### Фрагмент документа
===============

Вслед за осуждением иронии Бродского Солженицын принимается за поэта уже без перчаток: «Едче всего изъязвить таким подходом любовную ткань. Вот берётся Бродский за сюжет Марии Стюарт, столь романтически воспетый многими, и великими, поэтами. Но романтика для него дурной тон, а проявить лиричность – и вовсе недопустимо. И он – резкими сдёргами профанирует сюжет (заодно – и саму сонетную форму), снижается до глумления: «кому дала ты или не дала», «для современников была ты блядь», и даже к её статуе в Люксембургском саду: «пусть ног тебе не вскидывать в зенит». Ещё и диссонансами языковыми: «сюды», «топ-топ на эшафот», «вдарить», «вчерась», «атас!», «и обратиться не к кому с „иди на”», – и это чередуется со светскими реверансами – какое-то мелкое петушинство. И весь цикл (оттенённый признанием, что именно Мария Стюарт его, мальца, «с экрана обучала чувствам нежным») написан словно лишь для того, чтобы поразить мрачно-насмешливой дерзостью».
Не знаю, зачем Бродскому понадобилось низвергать с пьедестала романтической сакральности Марию Стюарт. Придется также согласиться с Солженицыным, что использование низменной лексики не делает чести и великому поэту.
Но стоп! Ведь существует же такая традиция глумления в русской классической литературе – или это Бродский придумал ее? Припомним любимые с детства слова классика:
Я помню чудное мгновенье:
Передо мной явилась ты,
Как мимолетное виденье,
Как гений чистой красоты…
И вот текст письма Пушкина его другу Соболевскому от второй половины февраля 1928 года: «Безалаберный! Ты ничего не пишешь мне о 2100 р., мною тебе должных, а пишешь мне о M-me Kern, которую с помощию божией я на днях уеб…л». Такой вот комментарий к собственному стихотворению. Это ли не глумление?
Надо добавить, что у Пушкина нарыли стихов на две книги, которые могли бы занять достойное место на стенках любого сортира на автовокзале. Вот как описывает это С. Т. Аксаков (письмо к Шевыреву, 26 марта 1829 года): «С неделю тому назад завтракал я с Пушкиным, Мицкевичем и другими у Мих. Петровича (Погодина). Первый держал себя ужасно гадко, отвратительно; второй – прекрасно. Посудите, каковы были разговоры, что второй два раза принужден был сказать: «гг., порядочные люди и наедине и сами с собою не говорят о таких вещах».
Не стоило бы приводить примеров «глумления», не будь воли Солженицына начать разбор Бродского с сумрачного поиска срамного в его произведениях. Писатель не просто упомянул наличие непотребства в стихах поэта, но с этого начал свое эссе. Здорово надо было потрудиться над стихами Бродского, чтобы извлечь из них едва ли не единственное матерное слово. Как ложка дегтя в бочке меда, да? А теперь вообразим себе, как бы такой Мерой Суда прошелся Солженицын по Пушкину… Он ведь писал о нем. И о Есенине писал классик. Как возмущался, надо полагать, похабным и скверным в творчестве гения из деревни Константиново!.. Ведь тот тоже писал вирши в духе тех, что читаем в общественных уборных. И вновь подчеркнем: берем пример с оценщика Бродского, а то бы и в голову не пришло копаться в грязных страницах Пушкина и Есенина.

===============

### Записанные данные

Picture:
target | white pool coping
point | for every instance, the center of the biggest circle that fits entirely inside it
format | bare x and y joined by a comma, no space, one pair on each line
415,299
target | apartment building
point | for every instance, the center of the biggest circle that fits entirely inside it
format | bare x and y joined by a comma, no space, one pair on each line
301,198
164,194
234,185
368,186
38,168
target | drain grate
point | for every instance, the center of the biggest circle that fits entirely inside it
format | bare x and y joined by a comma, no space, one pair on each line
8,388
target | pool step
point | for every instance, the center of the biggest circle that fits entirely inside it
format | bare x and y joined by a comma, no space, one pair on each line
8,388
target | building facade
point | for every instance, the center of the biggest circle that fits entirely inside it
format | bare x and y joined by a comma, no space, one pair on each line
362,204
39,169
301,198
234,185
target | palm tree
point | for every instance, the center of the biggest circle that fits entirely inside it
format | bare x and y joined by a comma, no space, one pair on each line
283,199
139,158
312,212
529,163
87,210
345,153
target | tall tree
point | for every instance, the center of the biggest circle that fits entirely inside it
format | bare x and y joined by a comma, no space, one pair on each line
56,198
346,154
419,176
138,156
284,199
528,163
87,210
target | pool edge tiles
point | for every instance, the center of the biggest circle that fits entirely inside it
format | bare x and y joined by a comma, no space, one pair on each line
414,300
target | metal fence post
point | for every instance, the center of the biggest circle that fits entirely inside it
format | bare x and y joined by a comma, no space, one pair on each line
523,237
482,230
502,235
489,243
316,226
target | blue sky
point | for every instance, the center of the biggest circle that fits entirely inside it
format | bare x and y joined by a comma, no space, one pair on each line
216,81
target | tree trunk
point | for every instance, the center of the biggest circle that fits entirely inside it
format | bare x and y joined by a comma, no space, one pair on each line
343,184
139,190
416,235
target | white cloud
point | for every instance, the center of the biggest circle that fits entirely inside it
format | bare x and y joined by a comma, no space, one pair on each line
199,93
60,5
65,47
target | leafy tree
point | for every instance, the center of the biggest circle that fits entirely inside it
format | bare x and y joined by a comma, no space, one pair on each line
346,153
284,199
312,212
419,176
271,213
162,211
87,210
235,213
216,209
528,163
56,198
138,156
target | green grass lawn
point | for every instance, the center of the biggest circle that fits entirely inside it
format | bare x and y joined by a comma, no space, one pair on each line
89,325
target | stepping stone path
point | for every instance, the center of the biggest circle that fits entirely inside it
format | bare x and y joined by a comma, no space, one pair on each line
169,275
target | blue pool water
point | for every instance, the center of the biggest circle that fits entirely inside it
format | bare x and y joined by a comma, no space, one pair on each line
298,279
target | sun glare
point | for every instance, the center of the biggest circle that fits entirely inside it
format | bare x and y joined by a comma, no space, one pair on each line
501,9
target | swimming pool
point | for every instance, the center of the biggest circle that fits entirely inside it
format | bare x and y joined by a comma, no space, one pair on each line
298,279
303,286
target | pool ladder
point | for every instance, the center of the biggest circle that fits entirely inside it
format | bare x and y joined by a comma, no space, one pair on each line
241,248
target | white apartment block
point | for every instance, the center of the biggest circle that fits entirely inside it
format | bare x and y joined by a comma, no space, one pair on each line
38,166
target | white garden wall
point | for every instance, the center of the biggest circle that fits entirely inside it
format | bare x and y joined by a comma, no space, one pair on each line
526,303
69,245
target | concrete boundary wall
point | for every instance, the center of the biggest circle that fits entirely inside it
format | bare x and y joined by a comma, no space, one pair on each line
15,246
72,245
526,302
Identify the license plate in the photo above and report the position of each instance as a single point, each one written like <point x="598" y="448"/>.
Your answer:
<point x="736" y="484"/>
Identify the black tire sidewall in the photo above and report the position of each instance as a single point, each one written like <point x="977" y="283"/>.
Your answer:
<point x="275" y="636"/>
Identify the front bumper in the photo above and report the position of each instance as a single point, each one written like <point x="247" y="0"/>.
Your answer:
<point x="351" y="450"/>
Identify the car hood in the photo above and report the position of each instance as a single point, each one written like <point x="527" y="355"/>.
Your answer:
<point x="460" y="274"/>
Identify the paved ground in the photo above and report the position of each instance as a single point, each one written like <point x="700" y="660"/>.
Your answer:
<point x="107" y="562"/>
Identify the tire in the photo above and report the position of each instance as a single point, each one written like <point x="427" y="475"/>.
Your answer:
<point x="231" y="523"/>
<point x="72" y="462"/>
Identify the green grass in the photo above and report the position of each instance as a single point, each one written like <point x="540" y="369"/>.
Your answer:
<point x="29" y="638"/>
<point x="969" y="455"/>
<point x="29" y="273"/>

===============

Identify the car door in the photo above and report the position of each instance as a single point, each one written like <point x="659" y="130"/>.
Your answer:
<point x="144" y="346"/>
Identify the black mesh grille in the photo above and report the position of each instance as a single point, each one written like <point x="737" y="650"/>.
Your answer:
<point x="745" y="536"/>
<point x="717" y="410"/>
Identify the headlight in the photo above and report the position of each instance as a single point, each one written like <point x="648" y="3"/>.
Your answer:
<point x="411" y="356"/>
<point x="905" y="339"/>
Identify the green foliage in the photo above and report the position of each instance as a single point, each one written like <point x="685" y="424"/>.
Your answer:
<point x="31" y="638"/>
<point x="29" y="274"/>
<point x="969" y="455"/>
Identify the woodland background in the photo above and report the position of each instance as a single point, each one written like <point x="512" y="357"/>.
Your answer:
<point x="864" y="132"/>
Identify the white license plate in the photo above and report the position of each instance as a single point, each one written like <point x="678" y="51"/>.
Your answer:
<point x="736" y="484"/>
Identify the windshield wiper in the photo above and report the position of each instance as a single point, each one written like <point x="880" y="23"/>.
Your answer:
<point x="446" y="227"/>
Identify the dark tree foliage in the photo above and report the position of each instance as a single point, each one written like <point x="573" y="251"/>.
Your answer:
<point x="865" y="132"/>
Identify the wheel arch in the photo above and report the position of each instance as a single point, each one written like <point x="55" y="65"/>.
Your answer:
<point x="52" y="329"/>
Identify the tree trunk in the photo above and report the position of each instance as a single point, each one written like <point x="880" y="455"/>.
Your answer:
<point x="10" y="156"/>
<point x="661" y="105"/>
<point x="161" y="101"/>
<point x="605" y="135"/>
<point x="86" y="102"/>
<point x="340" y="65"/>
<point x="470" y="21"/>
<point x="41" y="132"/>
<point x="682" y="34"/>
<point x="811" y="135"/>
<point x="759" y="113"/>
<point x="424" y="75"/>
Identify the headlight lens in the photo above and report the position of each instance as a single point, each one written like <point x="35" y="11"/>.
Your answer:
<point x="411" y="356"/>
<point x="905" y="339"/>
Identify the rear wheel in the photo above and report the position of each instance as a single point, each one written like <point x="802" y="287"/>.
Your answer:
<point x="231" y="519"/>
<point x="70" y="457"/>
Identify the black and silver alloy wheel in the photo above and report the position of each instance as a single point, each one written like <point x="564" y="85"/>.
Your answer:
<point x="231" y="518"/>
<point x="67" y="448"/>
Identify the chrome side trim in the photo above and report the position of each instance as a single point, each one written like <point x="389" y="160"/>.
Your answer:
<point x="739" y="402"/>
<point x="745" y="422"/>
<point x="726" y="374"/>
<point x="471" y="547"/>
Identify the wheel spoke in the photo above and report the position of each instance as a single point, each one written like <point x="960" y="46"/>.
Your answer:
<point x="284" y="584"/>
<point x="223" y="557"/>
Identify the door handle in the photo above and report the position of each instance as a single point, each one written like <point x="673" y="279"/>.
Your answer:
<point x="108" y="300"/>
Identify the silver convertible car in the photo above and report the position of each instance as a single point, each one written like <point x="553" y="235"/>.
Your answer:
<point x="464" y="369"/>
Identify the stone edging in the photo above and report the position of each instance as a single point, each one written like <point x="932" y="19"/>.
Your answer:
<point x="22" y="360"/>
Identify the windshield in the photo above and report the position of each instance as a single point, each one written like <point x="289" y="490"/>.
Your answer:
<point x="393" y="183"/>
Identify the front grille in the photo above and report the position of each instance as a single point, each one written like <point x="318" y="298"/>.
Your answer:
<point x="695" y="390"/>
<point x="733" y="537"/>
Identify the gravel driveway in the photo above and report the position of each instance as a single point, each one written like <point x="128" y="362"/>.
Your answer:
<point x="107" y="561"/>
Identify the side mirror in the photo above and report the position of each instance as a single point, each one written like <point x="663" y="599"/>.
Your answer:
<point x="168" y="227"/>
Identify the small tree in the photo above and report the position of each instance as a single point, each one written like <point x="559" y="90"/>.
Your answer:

===============

### Список заданий
(1) Перечислите все языковые диссонансы, которые Солженицын, по словам фрагмента, находит в цикле Бродского о Марии Стюарт.
(2) Скопируйте из фрагмента дословно отрывок, начиная со слов «Не знаю, зачем» и заканчивая словами «ли не глумление?».

### Ответы к упражнению
(1) «сюды», «топ-топ на эшафот», «вдарить», «вчерась», «атас!», «и обратиться не к кому с „иди на”»

(2)
Не знаю, зачем Бродскому понадобилось низвергать с пьедестала романтической сакральности Марию Стюарт. Придется также согласиться с Солженицыным, что использование низменной лексики не делает чести и великому поэту.
Но стоп! Ведь существует же такая традиция глумления в русской классической литературе – или это Бродский придумал ее? Припомним любимые с детства слова классика:
Я помню чудное мгновенье:
Передо мной явилась ты,
Как мимолетное виденье,
Как гений чистой красоты…
И вот текст письма Пушкина его другу Соболевскому от второй половины февраля 1928 года: «Безалаберный! Ты ничего не пишешь мне о 2100 р., мною тебе должных, а пишешь мне о M-me Kern, которую с помощию божией я на днях уеб…л». Такой вот комментарий к собственному стихотворению. Это ли не глумление?